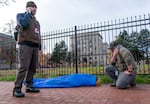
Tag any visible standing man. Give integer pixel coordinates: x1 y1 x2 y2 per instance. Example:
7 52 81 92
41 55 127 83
13 1 41 97
106 41 137 89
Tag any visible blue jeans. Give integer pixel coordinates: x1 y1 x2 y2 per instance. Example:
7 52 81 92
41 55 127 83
105 65 136 89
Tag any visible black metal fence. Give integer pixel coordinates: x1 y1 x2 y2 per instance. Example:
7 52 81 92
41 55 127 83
0 14 150 77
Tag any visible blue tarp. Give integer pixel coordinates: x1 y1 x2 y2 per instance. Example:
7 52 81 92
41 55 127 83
30 74 96 88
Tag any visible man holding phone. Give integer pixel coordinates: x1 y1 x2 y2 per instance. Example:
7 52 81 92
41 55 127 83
13 1 41 97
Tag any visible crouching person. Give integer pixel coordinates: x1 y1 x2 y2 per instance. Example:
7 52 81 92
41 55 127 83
105 41 137 89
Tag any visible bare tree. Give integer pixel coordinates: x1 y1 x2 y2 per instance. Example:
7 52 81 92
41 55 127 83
0 0 16 7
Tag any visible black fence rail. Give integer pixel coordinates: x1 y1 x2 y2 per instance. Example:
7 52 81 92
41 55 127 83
0 14 150 77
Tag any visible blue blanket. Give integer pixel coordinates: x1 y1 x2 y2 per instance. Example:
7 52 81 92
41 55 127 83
30 74 96 88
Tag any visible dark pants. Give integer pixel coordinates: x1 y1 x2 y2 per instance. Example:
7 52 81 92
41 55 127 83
106 65 136 89
15 45 38 88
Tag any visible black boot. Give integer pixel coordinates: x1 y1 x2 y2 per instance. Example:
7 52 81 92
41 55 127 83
110 81 116 87
26 87 40 93
13 88 25 97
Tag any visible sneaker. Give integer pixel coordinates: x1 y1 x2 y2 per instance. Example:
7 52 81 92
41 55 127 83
110 81 116 87
130 83 136 87
13 89 25 97
26 87 40 93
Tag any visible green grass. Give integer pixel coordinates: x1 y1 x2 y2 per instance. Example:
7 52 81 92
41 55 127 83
0 65 150 84
0 75 150 84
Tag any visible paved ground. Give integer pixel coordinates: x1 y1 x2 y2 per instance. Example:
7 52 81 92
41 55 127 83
0 82 150 104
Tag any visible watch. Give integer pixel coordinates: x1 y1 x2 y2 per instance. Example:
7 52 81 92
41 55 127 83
128 70 132 73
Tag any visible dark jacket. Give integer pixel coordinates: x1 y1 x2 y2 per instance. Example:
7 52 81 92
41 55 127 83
116 45 137 71
17 12 41 47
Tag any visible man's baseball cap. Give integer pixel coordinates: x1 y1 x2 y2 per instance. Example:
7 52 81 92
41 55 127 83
108 41 118 49
26 1 37 8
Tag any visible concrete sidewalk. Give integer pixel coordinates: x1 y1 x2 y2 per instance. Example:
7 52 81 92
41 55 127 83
0 82 150 104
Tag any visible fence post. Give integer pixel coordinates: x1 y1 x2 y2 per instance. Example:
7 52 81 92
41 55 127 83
75 26 78 73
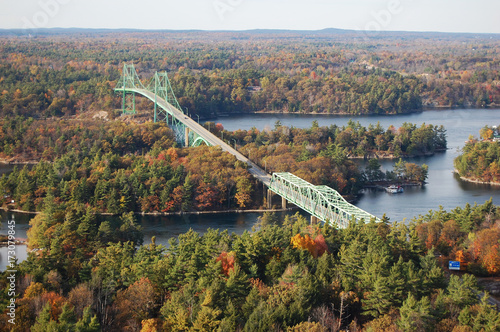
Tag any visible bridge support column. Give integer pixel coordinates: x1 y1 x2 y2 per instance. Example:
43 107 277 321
184 126 189 147
267 189 273 210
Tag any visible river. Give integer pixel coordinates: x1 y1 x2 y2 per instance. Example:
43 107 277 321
0 109 500 270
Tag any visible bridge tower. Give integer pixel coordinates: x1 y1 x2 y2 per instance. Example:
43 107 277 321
115 63 196 146
116 64 144 114
148 72 189 146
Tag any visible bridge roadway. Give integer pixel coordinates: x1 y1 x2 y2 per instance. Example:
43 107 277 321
115 88 271 187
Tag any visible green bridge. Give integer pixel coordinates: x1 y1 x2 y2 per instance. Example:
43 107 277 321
115 64 380 228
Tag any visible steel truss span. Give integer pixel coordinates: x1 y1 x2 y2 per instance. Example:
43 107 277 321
115 64 380 228
269 173 381 228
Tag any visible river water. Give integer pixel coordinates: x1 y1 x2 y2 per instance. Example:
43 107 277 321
0 109 500 270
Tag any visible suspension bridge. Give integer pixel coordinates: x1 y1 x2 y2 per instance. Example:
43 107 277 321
115 64 380 228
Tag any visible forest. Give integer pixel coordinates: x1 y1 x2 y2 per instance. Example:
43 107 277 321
0 200 500 332
0 116 446 215
0 30 500 332
455 126 500 184
0 31 500 119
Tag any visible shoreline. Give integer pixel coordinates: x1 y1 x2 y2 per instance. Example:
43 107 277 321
453 170 500 187
0 206 299 217
247 104 500 120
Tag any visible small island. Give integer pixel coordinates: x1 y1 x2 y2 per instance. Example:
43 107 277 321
455 126 500 185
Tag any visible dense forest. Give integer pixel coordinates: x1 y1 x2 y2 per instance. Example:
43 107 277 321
455 126 500 184
0 116 446 214
0 31 500 118
0 30 500 332
0 200 500 332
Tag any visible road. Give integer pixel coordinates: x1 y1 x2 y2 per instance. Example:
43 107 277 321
116 89 271 187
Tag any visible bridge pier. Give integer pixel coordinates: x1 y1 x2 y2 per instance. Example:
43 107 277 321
184 126 189 147
266 189 273 210
311 216 319 225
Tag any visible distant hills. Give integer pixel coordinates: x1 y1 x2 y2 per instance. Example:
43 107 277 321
0 28 500 40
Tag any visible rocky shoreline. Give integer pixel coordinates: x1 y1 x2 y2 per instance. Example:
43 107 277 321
453 170 500 186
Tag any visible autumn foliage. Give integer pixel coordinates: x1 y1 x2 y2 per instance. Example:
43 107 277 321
217 251 235 276
290 234 328 258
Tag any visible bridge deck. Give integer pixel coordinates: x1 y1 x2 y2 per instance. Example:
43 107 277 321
269 173 380 228
115 88 271 186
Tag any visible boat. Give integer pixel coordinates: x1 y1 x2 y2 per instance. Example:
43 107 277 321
385 184 404 194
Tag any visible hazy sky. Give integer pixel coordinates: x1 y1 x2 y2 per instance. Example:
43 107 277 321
0 0 500 33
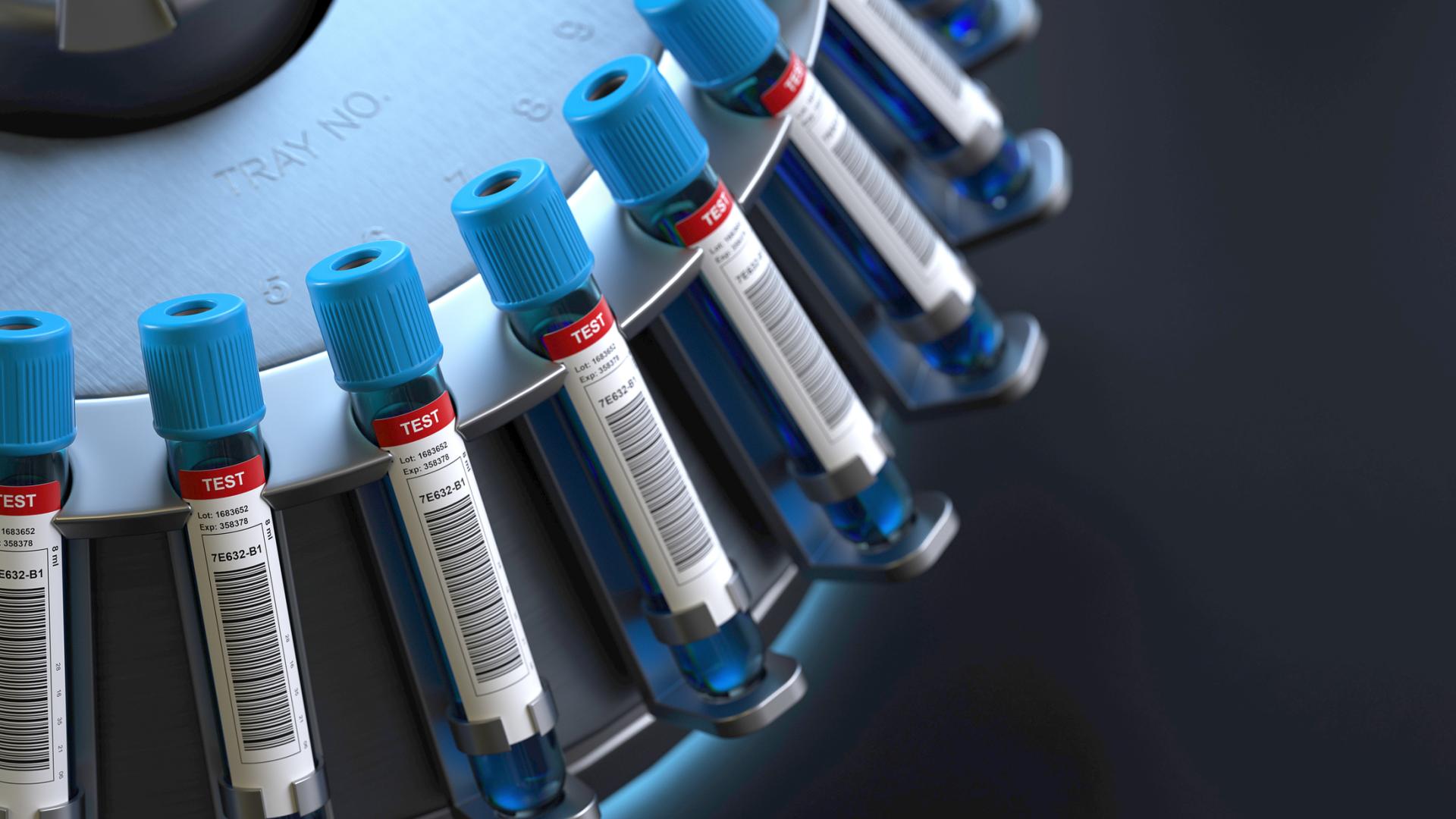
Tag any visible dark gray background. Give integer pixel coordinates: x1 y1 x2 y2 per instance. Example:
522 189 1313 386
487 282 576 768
607 0 1456 817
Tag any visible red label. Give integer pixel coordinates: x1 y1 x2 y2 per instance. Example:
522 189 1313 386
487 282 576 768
177 455 265 500
374 392 454 446
0 481 61 517
677 180 733 246
758 54 810 117
541 296 617 362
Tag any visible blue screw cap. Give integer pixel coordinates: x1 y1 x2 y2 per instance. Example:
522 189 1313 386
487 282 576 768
136 293 264 440
306 240 446 392
450 158 595 310
636 0 779 87
0 310 76 456
562 54 708 207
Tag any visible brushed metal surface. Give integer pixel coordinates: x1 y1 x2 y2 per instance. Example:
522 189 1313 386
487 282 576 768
36 0 823 538
0 0 655 398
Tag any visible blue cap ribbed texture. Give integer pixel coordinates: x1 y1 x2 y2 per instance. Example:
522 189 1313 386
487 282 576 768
136 293 264 440
306 240 446 392
450 158 595 310
636 0 779 87
0 310 76 456
562 54 708 207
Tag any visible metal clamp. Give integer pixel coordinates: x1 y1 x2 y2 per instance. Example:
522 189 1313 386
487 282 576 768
890 287 971 344
926 104 1006 179
642 567 753 645
217 765 329 819
450 683 556 756
0 792 86 819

────────

Return every line of the listing above word for word, leaving out the pictures.

Tag any visible standing man. Give integer pixel coordinates: x1 y1 x2 y2 per instance. Example:
7 52 81 92
41 55 127 83
13 1 41 97
106 41 137 89
Tag any visible blue jeans. Give integer pixel coordinates: x1 y1 x2 y2 per instance. Example:
7 52 81 92
41 55 127 83
105 65 136 89
Tag any visible black metal fence. Give integer pixel coordinates: x1 y1 x2 y2 per instance. Example:
7 52 81 92
41 55 127 83
0 14 150 77
Tag any visible blue tarp. Give integer pixel coordinates: x1 y1 x2 y2 per instance. Example:
7 52 81 92
41 55 127 83
30 74 96 88
Tag any visible man holding phone. Give integer pixel coordinates: x1 y1 x2 y2 per instance. Example:
7 52 81 92
41 55 127 83
13 1 41 97
Tag any visible crouching person. Give integer pixel coordinates: x1 y1 x2 y2 per instance. Example:
7 52 81 92
41 55 127 83
105 41 137 89
Tag any visible bare tree. Give integer pixel coordinates: x1 y1 x2 y2 per instance. Example:
7 52 81 92
41 55 127 83
0 0 16 7
Tag any visible black fence rail. Give integer pixel coordinates: x1 y1 x2 y2 per instance. Example:
7 52 81 92
41 55 127 83
0 14 150 77
Tag any visible blue blanket. Give integer pixel coordinates: x1 y1 x2 y2 per instance. Example:
7 52 81 92
41 55 127 83
30 74 96 88
Tag any visible dark pants. Give integer pixel coordinates: x1 y1 x2 y2 per instance. Example:
7 52 81 92
41 55 127 83
106 65 136 89
15 45 38 88
Tag any visible black boot. Give integer pixel coordinates: x1 y1 x2 y2 per instance. Example:
7 52 81 92
41 55 127 83
110 81 116 87
26 87 40 93
13 88 25 97
Tag any visible sneaker. Give integer pixel coordinates: x1 y1 x2 y2 per instance. Example:
7 52 81 92
41 55 127 83
110 81 116 87
130 83 136 87
13 89 25 97
26 87 40 93
Tag any visible green grass. Give integer pixel coordinates: x1 y1 x2 y2 per instance. Example:
7 52 81 92
41 55 127 83
0 65 150 84
0 75 150 84
Tag any visible paved ground. Give integer pixel coordinates: x1 y1 x2 y2 per instance. Example:
7 52 81 92
41 55 127 83
0 82 150 104
Tag any visible watch. Give integer pixel coordinates: x1 y1 x2 y2 per instance. Example:
7 52 81 92
41 55 127 83
128 70 132 73
Tag any visible dark jacket. Give integer pixel coordinates: x1 y1 x2 y2 per instance. Example:
7 52 81 92
41 55 127 83
116 45 137 71
17 12 41 47
Tag any visible man's baseball cap. Give integer pixel coordinates: x1 y1 x2 y2 per instance. Example:
7 52 81 92
41 55 127 83
108 41 118 49
26 1 37 8
Tag any visible concrete sidewalk. Give integer pixel coordinates: x1 y1 x2 y2 per instance. Example:
7 52 81 92
41 55 127 83
0 82 150 104
Tag any visible fence post. Give integer pixel coordinates: x1 y1 x2 y2 per instance. Example:
7 52 81 92
41 55 127 83
75 26 78 73
Tag any visible bridge support column. Give integer pixel coordinates: x1 y1 x2 y2 per instance. Example:
43 107 277 321
184 126 189 147
267 189 273 210
Tag any visible river. Give integer pixel coordinates: x1 y1 x2 y2 per instance. Example:
43 107 277 321
0 109 500 270
Tag any visible bridge tower. Give integer pixel coordinates: x1 y1 x2 y2 per instance. Example:
43 107 277 321
115 63 196 146
116 64 144 114
148 72 189 146
Tag any visible bridge roadway. Give integer pixel coordinates: x1 y1 x2 y2 per instance. Example:
43 107 277 321
115 88 271 187
Tag any visible green bridge. Give integer pixel coordinates: x1 y1 x2 y2 per instance. Example:
43 107 277 321
115 64 380 228
Tag any visible steel truss span. Give integer pixel coordinates: x1 y1 x2 y2 per instance. Example:
43 107 277 321
115 64 380 228
269 173 381 228
Tag any visible river water. Give integer pixel coordinates: x1 y1 x2 y2 per instance. Example:
43 107 277 321
0 109 500 270
Tag any visible suspension bridge. Give integer pixel coordinates: x1 y1 x2 y2 per instance. Example:
43 107 277 321
115 64 380 228
Tag any visible forest. Give integer pixel coordinates: x1 y1 x2 y2 per instance. Example:
43 107 277 321
0 200 500 332
0 116 446 215
0 30 500 332
455 126 500 184
0 31 500 119
Tag any visible shoreline. Give integer pixel coordinates: x1 y1 x2 y2 per instance. Example:
43 107 277 321
453 170 500 187
0 206 299 217
247 104 500 120
Tag any visible small island. Give integer pixel coordinates: x1 y1 x2 y2 per instance. Example:
43 107 277 321
455 126 500 185
Tag any visible dense forest. Give integer pixel coordinates: x1 y1 x2 y2 per instance. Example:
43 107 277 321
455 126 500 184
0 116 446 214
0 31 500 118
0 30 500 332
0 200 500 332
Tag any visible road. Give integer pixel coordinates: x1 y1 x2 y2 per instance. Example:
43 107 277 321
116 89 271 187
Tag any visible bridge pier. Give integer pixel coordinates: x1 y1 x2 y2 per instance. Example:
43 107 277 321
184 126 189 147
266 189 273 210
311 216 319 225
Tag any visible distant hills. Give integer pixel coordinates: x1 y1 x2 y2 per instance. Example:
43 107 277 321
0 28 500 40
Tag any visible rocky shoreline. Give integer pixel coordinates: x1 y1 x2 y2 per instance. Example:
43 107 277 321
453 170 500 186
Tag any visible autumn foliage. Give integer pixel coordinates: x1 y1 x2 y2 per instance. Example:
43 107 277 321
217 251 235 276
290 234 328 258
Tag any visible bridge deck. Give integer pixel coordinates: x1 y1 x2 y2 per instance. Example:
43 107 277 321
269 173 380 228
115 88 271 186
Tag any visible boat. Give integer pixel coordinates: x1 y1 x2 y2 per instance. Example:
43 107 277 321
385 184 404 194
Tag any visible hazy sky. Give integer pixel coordinates: x1 y1 x2 y2 per instance. Example:
43 107 277 321
0 0 500 33
Tag any visible dark gray background. Give integer pixel coordinates: x1 y1 x2 y2 per instance. Example:
522 189 1313 386
487 282 576 768
607 0 1456 817
Tag any visible red label. Give integer pixel coordinates: x1 y1 x2 y2 per instance. Example:
522 189 1313 386
487 282 576 768
177 455 265 500
374 392 454 446
0 481 61 517
677 180 733 246
758 54 810 117
541 296 617 362
Tag any visible blue screw cap. Give integer pixel coordinates: x1 y1 x2 y2 per instance. Example:
522 189 1313 386
487 282 576 768
136 293 264 440
306 240 446 392
450 158 595 310
636 0 779 87
0 310 76 456
562 54 708 207
Tag any visible brushed metal surface. Give integer pixel coordinates: x1 y1 x2 y2 per instance. Example:
522 189 1313 386
487 282 576 768
36 0 823 538
0 0 655 398
Tag any visible blue cap ribbed texture. Give integer pixel coordinates: x1 y1 x2 y2 per instance. Example:
522 189 1313 386
487 282 576 768
136 293 264 440
306 240 446 392
450 158 595 310
636 0 779 87
0 310 76 456
562 54 708 207
Tag any visible metal clamp. Give integer pixel coordinates: x1 y1 x2 y2 per instance. Example:
522 189 1313 386
487 282 576 768
890 287 971 344
926 104 1006 179
642 567 753 645
217 765 329 819
450 683 556 756
0 792 86 819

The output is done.